= Problem statement =
Rewrite every line of the data below as a JSON list of strings, one string per line, leaving out any blank lines.

* * * * * * * * *

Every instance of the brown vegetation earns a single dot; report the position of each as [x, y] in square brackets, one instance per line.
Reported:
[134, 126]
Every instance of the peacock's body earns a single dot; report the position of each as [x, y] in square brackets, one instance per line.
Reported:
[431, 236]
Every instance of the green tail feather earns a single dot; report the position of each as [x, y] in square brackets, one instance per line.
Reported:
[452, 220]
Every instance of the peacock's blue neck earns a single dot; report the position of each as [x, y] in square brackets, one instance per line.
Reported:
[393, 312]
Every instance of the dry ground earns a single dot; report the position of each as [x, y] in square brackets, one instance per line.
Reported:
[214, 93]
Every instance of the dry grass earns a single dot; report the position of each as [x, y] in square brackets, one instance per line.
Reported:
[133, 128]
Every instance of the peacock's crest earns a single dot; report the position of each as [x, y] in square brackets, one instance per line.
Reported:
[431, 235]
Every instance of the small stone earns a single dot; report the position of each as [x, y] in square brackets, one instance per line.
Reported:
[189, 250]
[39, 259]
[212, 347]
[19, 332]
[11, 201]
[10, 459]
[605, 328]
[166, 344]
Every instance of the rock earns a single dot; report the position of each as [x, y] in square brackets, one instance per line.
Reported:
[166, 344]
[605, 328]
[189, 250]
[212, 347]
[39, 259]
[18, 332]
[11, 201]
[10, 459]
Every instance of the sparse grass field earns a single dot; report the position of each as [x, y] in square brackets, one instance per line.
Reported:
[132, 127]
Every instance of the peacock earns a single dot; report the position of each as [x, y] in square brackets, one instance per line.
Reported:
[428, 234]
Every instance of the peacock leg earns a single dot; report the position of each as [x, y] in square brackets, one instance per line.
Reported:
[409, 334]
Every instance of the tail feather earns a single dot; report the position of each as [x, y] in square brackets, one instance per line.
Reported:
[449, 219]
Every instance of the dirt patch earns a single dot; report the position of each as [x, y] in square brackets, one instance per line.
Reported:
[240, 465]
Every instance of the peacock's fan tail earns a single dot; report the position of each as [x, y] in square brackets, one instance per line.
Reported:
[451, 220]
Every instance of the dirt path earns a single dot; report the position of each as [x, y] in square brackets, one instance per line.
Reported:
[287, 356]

* * * * * * * * *

= Response =
[
  "Every instance of the brown vegetation earns a single dot; report the position of each as [x, y] in square brackets, one instance per line.",
  "Reported:",
  "[134, 126]",
  "Every instance of the peacock's body earns a single dot; report the position of each as [x, y] in square brackets, one instance per line.",
  "Reported:",
  "[431, 236]",
  "Every instance of the green tail feather earns a single dot; report the position of each as [x, y] in square brackets, one instance per line.",
  "Reported:",
  "[452, 220]",
  "Every instance of the peacock's blue neck earns a single dot; report the position of each as [x, y] in square brackets, one instance per line.",
  "Reported:",
  "[393, 312]",
  "Every instance of the dry ground earns a single dot; report the position of each as [x, y] in square brackets, one instance per line.",
  "Reported:",
  "[214, 93]",
  "Every instance of the dry grass earns a single dot; report the position of each as [x, y] in square brackets, one instance per line.",
  "Reported:",
  "[133, 128]",
  "Every instance of the peacock's crest earns a single dot; report the position of each as [x, y] in square brackets, one instance per line.",
  "Reported:",
  "[431, 235]",
  "Every instance of the small stone earns a single dot; report the position of each as [x, y] in square brackets, one instance per line.",
  "Reported:",
  "[189, 250]",
  "[39, 259]",
  "[212, 347]",
  "[19, 332]",
  "[11, 201]",
  "[10, 459]",
  "[605, 328]",
  "[166, 344]",
  "Every instance of the rock earns a single dot; report the position of each as [x, y] in square brackets, one instance per line.",
  "Reported:",
  "[166, 344]",
  "[605, 328]",
  "[189, 250]",
  "[212, 347]",
  "[39, 259]",
  "[18, 332]",
  "[11, 201]",
  "[10, 459]",
  "Every instance of the sparse grass field earns a single dot; report the position of each as [x, y] in square brackets, one instance per line.",
  "Reported:",
  "[132, 127]",
  "Every instance of the peacock earns a single dot; report the position of each as [x, y] in square brackets, one instance per line.",
  "Reported:",
  "[428, 234]",
  "Every instance of the peacock leg earns a single dot; report the position of each as [x, y] in square brackets, one instance per line.",
  "Reported:",
  "[409, 334]",
  "Every instance of the tail feather earns a single dot; report the position of each as [x, y] in square brackets, one instance per line.",
  "Reported:",
  "[449, 219]",
  "Every instance of the dirt patch earns a single dot; report the position of each as [x, y] in square brackets, one instance per line.",
  "Reported:",
  "[240, 465]",
  "Every instance of the peacock's fan tail earns a single dot; report the position of each as [x, y] in square brackets, one instance per line.",
  "Reported:",
  "[451, 220]",
  "Every instance of the dirt path earns a single dot; report the position of each as [x, y] in square brackets, one instance per line.",
  "Reported:",
  "[287, 356]"
]